- _Testo di riferimento_
--

La Repubblica di Estonia (in estone Esimene Eesti Vabariik) è stata uno Stato esistito dal 24 febbraio 1918 all'estate del 1940.[1] L'autonomia nazionale fu raggiunta soltanto a seguito della guerra d'indipendenza estone, durata dal 1918 al 1920. Il 2 febbraio 1920, la RSFS Russa e l'Estonia firmarono un accordo di pace, il trattato di Tartu, ai sensi del quale le due potenze si riconoscevano reciprocamente. Il 15 giugno 1920, l'Assemblea costituente approvò la bozza della prima Costituzione della repubblica e il 22 settembre 1921 l'Estonia divenne un membro della Società delle Nazioni.[2]

Dopo l'entrata in vigore della seconda Costituzione del 1924, preceduta da un tentato colpo di Stato, la nazione visse un periodo di instabilità politica durato per un decennio. Nel 1934 avvenne un nuovo golpe, stavolta riuscito, a seguito del quale fu istituito un regime autoritario guidato da Konstantin Päts.

--

- _Dati forniti_
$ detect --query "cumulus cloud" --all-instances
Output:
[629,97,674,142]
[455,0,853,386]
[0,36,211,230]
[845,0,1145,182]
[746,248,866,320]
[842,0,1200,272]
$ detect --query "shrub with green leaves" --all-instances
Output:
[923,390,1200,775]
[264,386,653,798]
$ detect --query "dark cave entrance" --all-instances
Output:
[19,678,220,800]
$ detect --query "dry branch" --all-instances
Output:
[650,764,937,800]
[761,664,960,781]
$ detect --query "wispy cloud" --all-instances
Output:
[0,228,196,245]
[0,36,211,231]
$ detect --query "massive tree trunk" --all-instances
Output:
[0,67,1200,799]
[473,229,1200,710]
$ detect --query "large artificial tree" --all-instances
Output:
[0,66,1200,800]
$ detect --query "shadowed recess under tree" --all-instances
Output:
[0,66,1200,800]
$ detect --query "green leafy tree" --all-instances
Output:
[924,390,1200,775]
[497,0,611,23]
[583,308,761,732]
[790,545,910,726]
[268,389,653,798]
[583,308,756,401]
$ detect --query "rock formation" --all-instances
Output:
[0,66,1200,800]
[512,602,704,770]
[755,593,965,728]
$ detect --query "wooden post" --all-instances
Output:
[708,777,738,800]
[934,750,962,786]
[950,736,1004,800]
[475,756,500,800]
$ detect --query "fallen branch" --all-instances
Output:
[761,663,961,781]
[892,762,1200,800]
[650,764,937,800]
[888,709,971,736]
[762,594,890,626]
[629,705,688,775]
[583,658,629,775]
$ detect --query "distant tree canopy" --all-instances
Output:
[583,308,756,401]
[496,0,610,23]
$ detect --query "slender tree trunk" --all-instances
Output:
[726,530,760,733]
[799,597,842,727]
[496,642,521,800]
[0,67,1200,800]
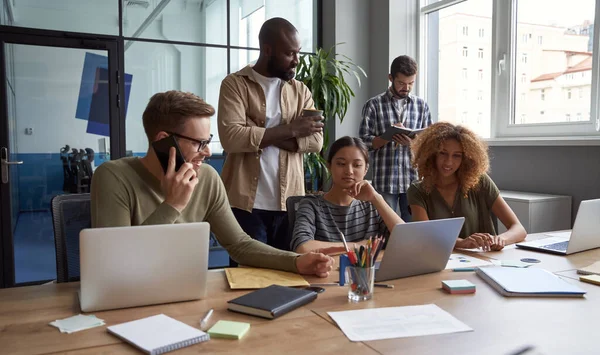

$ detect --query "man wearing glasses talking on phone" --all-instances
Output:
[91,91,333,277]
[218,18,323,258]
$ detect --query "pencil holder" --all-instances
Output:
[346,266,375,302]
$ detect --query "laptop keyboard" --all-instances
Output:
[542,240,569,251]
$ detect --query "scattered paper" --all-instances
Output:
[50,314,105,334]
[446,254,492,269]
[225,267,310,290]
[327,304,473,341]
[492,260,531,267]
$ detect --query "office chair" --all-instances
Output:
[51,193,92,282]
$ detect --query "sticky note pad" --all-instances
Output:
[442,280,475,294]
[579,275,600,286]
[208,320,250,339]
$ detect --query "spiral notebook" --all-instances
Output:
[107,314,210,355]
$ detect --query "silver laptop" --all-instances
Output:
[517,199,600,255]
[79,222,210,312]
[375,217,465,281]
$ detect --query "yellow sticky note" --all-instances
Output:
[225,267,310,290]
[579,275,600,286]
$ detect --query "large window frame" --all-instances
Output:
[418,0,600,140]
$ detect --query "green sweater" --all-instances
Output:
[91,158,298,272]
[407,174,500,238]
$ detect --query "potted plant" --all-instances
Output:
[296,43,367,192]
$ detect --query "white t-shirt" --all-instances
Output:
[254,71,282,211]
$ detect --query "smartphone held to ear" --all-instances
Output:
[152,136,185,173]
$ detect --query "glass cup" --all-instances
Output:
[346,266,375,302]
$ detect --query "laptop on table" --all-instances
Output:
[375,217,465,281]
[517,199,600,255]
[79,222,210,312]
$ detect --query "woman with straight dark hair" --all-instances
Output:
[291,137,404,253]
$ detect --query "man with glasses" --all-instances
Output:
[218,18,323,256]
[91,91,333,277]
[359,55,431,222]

--

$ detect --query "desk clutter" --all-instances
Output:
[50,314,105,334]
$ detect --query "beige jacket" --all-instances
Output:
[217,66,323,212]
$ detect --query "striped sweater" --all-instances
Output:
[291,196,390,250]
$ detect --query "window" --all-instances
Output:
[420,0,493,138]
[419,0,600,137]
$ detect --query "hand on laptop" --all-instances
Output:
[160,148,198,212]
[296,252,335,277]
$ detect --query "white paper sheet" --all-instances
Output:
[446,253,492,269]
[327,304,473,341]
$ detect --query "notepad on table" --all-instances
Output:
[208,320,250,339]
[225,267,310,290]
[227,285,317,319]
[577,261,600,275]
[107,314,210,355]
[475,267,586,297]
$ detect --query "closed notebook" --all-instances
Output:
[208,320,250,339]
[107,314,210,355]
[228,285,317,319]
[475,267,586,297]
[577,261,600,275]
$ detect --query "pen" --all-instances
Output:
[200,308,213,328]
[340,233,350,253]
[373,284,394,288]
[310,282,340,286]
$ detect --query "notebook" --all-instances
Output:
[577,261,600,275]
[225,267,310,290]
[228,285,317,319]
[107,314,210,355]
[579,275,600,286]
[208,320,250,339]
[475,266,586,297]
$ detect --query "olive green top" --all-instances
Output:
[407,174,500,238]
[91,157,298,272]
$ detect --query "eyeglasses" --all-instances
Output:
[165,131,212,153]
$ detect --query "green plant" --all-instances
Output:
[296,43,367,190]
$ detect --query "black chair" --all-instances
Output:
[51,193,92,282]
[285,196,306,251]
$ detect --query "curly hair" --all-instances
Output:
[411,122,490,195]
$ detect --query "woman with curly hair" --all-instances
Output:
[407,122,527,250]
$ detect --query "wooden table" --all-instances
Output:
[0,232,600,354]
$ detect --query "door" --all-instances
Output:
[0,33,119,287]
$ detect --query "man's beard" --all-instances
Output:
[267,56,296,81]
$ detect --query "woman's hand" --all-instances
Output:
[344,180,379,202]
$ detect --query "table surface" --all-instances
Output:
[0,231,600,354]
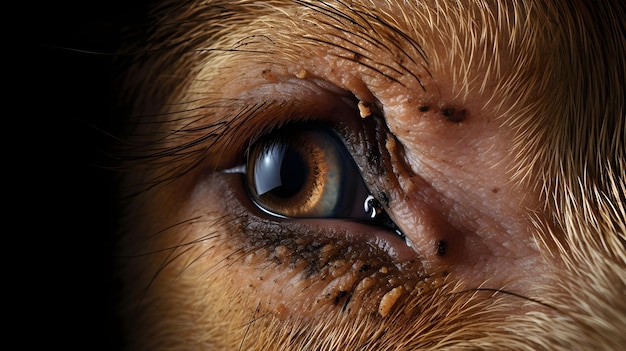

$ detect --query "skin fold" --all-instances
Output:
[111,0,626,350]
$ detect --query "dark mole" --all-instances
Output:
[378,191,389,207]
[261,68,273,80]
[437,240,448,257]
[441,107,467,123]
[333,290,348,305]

--

- _Attività da svolgere_
• a. Ricopia parola per parola il passo del testo di riferimento che si apre con le parole contenenti "Dopo l'entrata in" e si chiude con "da Konstantin Päts.".
• b. Secondo il testo di riferimento, chi guidava il regime autoritario istituito dopo il golpe del 1934?

- _Elenco delle risposte_
• a.
Dopo l'entrata in vigore della seconda Costituzione del 1924, preceduta da un tentato colpo di Stato, la nazione visse un periodo di instabilità politica durato per un decennio. Nel 1934 avvenne un nuovo golpe, stavolta riuscito, a seguito del quale fu istituito un regime autoritario guidato da Konstantin Päts.

• b. Konstantin Päts.